Consigne écrite 1
Recopiez, s'il vous plaît, tout ce qui va de « Les organisations internationales » jusqu'à « objet de valeur. » dans l'extrait.
Consigne écrite 2
D'après l'extrait, en combien de volumes se déclinait le projet d'Histoire générale de l'Afrique ?

Les organisations internationales (ONU, UNESCO) ont été utilisées pour appuyer ces demandes. La représentation de l’Afrique au sein de ces organes a permis le lancement en 1964 de l’édition d’une Histoire générale de l’Afrique libérée des préjugés raciaux hérités de la traite négrière et de la colonisation. Ce grand projet, coordonné plus tard par le Directeur général de l’UNESCO, Amadou-Mahtar M’Bow, a fait appel aux plus grands spécialistes africains et internationaux de l’époque, à travers huit volumes. Notre continent est riche, il est le berceau de l’humanité, mais paradoxalement, ses musées et ses archives sont extrêmement pauvres en objet de valeur.

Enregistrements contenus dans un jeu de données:
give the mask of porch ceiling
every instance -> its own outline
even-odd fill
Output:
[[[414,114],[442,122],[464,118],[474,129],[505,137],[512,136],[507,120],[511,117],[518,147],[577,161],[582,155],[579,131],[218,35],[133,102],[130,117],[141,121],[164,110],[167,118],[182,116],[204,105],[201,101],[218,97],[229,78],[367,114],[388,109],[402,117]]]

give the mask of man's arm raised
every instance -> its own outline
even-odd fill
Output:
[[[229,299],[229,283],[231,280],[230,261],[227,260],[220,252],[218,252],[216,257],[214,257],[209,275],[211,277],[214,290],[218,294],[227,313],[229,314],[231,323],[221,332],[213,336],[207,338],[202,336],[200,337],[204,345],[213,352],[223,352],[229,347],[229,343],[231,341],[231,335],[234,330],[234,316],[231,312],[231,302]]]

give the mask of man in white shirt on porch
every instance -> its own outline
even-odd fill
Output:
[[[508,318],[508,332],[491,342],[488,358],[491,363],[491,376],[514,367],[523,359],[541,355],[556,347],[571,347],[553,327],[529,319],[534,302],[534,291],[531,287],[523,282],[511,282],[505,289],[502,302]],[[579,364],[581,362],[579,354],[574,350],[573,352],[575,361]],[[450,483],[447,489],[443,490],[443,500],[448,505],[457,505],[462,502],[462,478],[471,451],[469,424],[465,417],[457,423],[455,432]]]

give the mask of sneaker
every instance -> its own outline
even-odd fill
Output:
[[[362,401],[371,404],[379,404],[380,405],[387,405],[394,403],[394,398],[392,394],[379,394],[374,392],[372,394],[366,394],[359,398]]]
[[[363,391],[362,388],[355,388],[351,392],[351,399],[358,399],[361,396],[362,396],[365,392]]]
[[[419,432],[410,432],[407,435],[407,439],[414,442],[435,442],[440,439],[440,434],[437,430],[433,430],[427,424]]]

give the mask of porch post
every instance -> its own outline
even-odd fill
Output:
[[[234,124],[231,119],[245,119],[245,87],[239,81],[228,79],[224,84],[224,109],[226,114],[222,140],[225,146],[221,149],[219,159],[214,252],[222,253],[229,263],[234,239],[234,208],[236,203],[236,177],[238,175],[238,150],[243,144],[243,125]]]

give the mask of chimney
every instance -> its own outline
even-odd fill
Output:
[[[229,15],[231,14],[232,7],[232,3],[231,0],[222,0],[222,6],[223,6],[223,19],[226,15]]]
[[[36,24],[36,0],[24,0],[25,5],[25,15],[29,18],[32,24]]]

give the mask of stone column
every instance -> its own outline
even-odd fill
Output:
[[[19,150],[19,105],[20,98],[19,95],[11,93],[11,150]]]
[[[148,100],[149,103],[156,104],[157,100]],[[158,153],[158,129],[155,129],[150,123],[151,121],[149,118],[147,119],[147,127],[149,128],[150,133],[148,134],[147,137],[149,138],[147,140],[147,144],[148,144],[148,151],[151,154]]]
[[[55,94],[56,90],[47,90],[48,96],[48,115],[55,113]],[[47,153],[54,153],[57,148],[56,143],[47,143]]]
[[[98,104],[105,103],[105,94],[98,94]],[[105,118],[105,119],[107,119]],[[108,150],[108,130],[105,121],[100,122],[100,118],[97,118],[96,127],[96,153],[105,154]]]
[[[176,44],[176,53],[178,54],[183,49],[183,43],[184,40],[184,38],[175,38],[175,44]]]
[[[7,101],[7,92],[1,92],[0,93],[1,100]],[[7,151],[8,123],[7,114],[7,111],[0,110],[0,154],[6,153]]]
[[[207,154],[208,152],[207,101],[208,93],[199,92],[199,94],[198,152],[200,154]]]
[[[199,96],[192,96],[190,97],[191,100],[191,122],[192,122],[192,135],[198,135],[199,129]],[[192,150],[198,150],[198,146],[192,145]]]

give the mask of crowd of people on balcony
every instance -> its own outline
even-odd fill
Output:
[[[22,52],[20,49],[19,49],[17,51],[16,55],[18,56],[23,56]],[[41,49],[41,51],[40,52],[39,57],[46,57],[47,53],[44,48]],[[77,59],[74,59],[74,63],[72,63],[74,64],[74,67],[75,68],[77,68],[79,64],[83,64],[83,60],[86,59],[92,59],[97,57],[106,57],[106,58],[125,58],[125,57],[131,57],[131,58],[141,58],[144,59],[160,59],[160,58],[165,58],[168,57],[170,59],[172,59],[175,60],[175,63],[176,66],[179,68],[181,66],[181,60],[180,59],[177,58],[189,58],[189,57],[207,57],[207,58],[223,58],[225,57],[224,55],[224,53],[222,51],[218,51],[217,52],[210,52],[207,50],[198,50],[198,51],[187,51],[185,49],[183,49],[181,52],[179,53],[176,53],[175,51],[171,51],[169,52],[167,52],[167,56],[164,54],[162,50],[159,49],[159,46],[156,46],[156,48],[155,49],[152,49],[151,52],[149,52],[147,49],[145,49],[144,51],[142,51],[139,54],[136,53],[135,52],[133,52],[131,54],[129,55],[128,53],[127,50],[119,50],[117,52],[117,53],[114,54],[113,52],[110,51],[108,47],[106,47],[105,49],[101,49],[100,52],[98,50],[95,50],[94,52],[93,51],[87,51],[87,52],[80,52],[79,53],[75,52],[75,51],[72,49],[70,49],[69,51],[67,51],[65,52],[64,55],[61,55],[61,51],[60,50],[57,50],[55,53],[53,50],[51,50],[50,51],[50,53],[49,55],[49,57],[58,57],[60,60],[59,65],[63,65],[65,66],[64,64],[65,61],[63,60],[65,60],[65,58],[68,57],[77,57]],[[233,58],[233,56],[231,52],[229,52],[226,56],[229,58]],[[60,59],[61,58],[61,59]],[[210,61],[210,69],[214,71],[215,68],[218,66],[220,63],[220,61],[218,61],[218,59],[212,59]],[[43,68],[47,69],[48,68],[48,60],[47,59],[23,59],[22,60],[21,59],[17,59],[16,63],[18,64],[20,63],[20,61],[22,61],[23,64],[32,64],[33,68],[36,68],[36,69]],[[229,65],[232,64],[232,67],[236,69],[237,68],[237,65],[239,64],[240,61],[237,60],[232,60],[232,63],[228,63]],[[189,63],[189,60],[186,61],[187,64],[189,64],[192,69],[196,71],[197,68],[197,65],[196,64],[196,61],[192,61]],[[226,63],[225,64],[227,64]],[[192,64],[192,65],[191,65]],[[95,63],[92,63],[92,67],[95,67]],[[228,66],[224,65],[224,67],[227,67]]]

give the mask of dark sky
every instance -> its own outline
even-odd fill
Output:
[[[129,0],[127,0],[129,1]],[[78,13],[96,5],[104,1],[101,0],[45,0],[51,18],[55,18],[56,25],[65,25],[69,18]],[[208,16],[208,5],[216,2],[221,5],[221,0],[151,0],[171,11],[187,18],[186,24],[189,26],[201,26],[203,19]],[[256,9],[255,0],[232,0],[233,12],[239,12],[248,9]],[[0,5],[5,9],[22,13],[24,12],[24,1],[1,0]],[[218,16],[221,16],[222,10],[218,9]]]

Réponse complète 1
Les organisations internationales (ONU, UNESCO) ont été utilisées pour appuyer ces demandes. La représentation de l’Afrique au sein de ces organes a permis le lancement en 1964 de l’édition d’une Histoire générale de l’Afrique libérée des préjugés raciaux hérités de la traite négrière et de la colonisation. Ce grand projet, coordonné plus tard par le Directeur général de l’UNESCO, Amadou-Mahtar M’Bow, a fait appel aux plus grands spécialistes africains et internationaux de l’époque, à travers huit volumes. Notre continent est riche, il est le berceau de l’humanité, mais paradoxalement, ses musées et ses archives sont extrêmement pauvres en objet de valeur.

Réponse complète 2
En huit volumes.